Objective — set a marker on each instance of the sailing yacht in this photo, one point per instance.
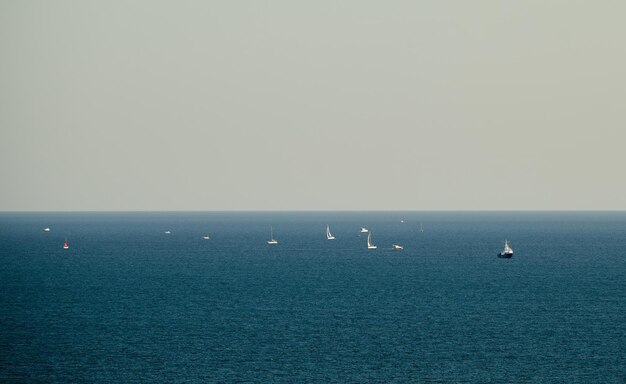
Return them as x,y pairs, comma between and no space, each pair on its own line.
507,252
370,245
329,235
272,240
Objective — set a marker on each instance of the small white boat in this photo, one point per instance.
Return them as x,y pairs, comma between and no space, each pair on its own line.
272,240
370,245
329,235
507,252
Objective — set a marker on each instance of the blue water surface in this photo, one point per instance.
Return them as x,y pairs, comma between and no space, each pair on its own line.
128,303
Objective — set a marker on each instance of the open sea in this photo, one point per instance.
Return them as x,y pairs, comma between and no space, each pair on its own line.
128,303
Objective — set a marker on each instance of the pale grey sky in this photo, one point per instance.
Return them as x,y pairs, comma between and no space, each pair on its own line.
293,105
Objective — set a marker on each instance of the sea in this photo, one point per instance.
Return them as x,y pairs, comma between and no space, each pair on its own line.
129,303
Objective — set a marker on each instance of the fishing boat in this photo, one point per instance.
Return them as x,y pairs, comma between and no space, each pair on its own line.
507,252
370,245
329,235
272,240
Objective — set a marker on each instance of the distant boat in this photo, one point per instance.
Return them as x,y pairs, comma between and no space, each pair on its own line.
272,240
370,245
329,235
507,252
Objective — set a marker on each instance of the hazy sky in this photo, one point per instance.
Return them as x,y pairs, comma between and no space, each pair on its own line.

* [REQUIREMENT]: Rewrite all of the items above with each "marker" changed to "pin" and nothing else altered. Leave out the pictures.

* [RESPONSE BELOW]:
Objective — set a pin on each instance of the sailing yacht in this photo, one point per instance.
Return them as x,y pairs, comma between and no space, each pair on its own line.
507,252
370,245
329,235
272,240
Objective — set a pin on each instance of the small white boat in this photo, one point per instance.
Return them as x,y pairs, comma between and no space, each pair on its own line.
272,240
370,245
329,235
507,252
Objective — set a pin on each instance of the blue water surface in this photo, one point per instance.
Return them as x,y pairs, comma between and no space, each pair on its own line.
128,303
Objective — set a pin on each instance of the open sea in this photo, one point per instance.
Return them as x,y pairs, comma between and no space, each pair on its own line.
128,303
Objective — set a pin on each instance of the pale grey sky in this photo, one point per instance.
Return them as x,y pairs, comma between and no space, each pair on its own line.
293,105
Objective — set a pin on each instance of the sea in this photo, one point per instance.
Return them as x,y pairs, comma between and no space, each pair on its own line.
129,303
Objective — set a pin on each instance of the fishing boat in this photo, one point per instance.
Return them as x,y pairs, comma between and no space, each pair on its own line.
507,252
370,245
329,235
272,240
Objective — set a pin on each instance of the distant boat in this photo, one point per instance.
Return them as x,y pairs, comma between and no space, each pair on its own line.
272,240
370,245
329,235
507,252
Objective — set a pin on each instance of the hazy sky in this photo, one point per instance.
Return them as x,y pairs, comma between and no space, each pair on its own line.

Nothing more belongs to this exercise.